Problem requirements » Find "For the image above, where does the white snow" and "For the image above, where does the glass dome" in the records below. Copy the lines holding them and every line between, exactly, and no others.
--- Extracted material ---
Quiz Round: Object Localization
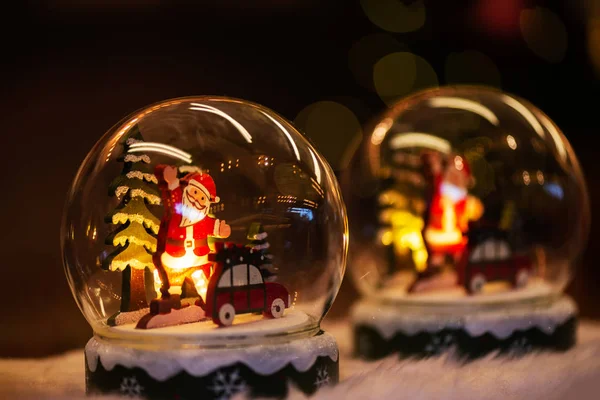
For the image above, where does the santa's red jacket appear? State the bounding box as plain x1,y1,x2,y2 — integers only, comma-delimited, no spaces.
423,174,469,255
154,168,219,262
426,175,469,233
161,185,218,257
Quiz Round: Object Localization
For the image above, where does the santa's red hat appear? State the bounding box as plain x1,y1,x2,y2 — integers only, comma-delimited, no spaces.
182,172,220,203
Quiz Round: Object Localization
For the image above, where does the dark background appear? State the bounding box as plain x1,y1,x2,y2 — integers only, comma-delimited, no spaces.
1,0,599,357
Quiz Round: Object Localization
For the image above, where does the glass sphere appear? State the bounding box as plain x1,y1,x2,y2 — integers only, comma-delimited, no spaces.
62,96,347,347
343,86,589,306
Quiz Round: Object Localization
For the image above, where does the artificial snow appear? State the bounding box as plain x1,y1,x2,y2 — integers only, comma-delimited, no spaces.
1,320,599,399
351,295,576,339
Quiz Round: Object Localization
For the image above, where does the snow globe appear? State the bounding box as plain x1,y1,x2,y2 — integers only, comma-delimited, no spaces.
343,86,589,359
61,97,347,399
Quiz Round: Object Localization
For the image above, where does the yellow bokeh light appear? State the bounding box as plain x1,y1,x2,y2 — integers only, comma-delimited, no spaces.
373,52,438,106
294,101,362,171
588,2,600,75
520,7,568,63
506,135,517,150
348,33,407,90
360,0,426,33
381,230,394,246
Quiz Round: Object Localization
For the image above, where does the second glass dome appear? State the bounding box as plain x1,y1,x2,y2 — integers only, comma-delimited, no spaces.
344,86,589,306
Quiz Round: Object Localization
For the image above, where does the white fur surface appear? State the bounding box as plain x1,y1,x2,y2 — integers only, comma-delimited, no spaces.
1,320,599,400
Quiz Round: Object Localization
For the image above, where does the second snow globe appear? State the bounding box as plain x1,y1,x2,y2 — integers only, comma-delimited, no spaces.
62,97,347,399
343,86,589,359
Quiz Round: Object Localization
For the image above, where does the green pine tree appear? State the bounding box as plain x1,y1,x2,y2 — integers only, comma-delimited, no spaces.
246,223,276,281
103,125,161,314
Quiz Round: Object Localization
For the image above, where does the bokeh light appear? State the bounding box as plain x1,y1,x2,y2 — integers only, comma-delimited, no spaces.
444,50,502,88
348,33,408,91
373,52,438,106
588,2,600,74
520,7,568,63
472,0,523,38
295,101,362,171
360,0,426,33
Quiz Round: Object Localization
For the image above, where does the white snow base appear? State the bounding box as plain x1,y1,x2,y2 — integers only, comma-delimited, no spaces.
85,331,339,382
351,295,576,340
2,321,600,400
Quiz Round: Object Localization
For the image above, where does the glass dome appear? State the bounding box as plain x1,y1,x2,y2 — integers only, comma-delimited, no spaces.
---
--- Extracted material ---
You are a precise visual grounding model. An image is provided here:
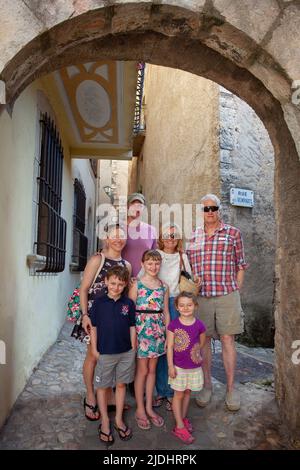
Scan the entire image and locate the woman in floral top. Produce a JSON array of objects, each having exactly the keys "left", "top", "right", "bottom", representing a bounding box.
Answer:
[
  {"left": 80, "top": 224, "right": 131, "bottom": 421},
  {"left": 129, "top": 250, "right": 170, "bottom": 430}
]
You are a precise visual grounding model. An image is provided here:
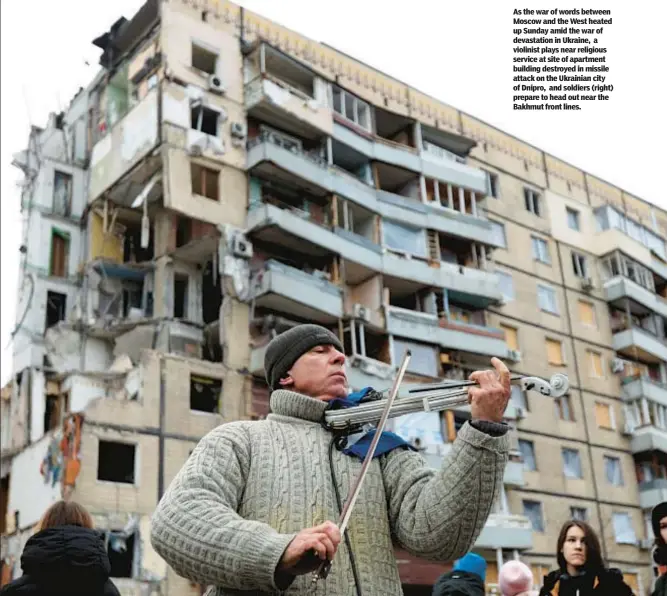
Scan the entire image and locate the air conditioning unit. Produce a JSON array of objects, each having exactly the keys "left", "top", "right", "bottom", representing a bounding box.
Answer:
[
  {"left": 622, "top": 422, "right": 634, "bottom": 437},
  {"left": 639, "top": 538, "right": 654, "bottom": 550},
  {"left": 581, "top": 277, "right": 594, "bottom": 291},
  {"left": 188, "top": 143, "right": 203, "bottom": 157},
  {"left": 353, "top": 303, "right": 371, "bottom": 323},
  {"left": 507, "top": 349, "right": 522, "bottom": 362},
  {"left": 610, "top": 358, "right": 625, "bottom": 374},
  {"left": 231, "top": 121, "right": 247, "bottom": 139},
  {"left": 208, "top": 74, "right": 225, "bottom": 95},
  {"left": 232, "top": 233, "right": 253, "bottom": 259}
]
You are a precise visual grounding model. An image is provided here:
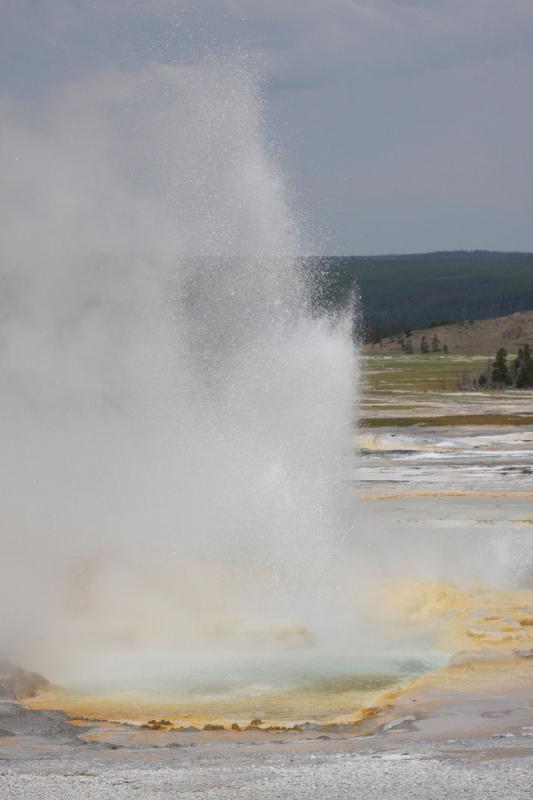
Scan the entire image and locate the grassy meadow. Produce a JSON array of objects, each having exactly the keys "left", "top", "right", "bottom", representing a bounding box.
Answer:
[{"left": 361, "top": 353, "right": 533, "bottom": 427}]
---
--- Extracted material ---
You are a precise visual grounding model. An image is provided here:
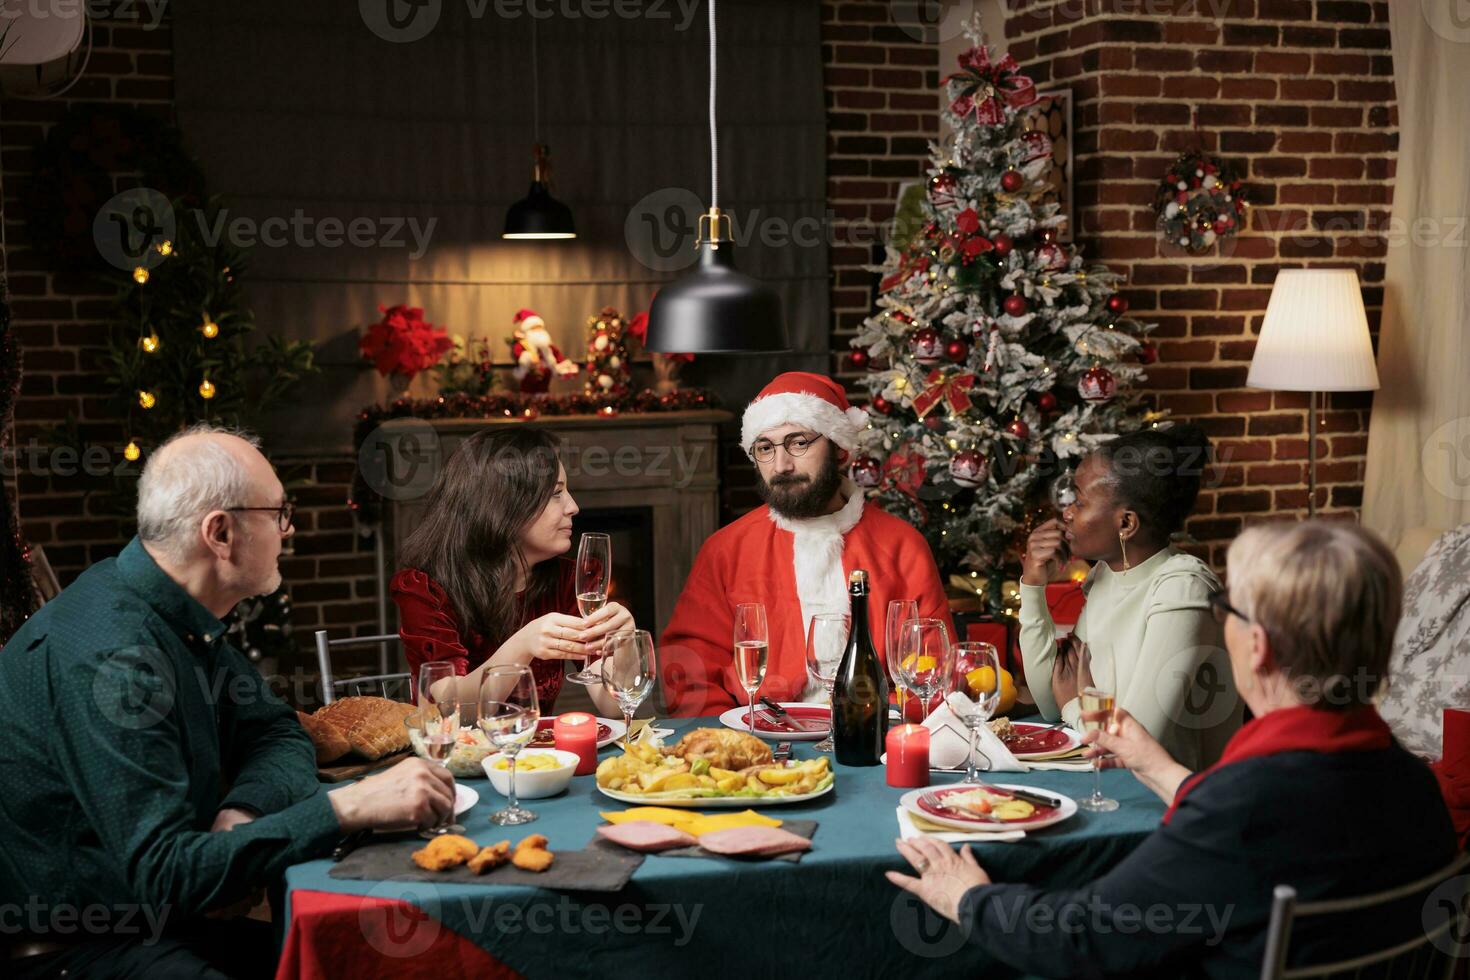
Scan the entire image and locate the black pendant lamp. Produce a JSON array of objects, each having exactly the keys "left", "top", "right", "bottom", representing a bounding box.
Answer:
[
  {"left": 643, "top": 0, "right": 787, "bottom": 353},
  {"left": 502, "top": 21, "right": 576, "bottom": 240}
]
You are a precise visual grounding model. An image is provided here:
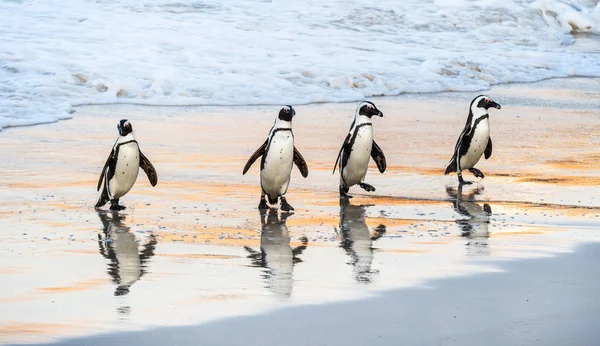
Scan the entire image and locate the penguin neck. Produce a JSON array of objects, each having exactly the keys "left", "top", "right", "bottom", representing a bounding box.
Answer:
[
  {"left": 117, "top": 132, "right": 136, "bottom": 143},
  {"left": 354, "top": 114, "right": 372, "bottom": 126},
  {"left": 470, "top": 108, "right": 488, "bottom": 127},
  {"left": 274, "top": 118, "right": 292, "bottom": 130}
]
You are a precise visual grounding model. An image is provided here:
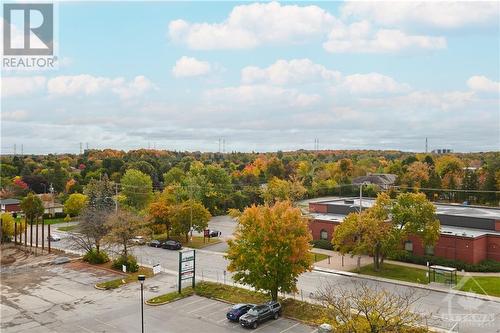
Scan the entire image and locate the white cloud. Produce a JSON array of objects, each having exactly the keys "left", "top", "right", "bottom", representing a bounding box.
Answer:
---
Expected answer »
For the image above, where does the white snow base appear? State the bounding box as plain x1,y1,x2,y2 — integers only, comma-delimited, no spaces.
85,331,339,382
351,295,576,340
2,321,600,400
Quiz Round: Object Localization
For the image above, where does the glass dome appear? State the bounding box as plain x1,y1,x2,y2 — integers only, comma-delimited, no spaces.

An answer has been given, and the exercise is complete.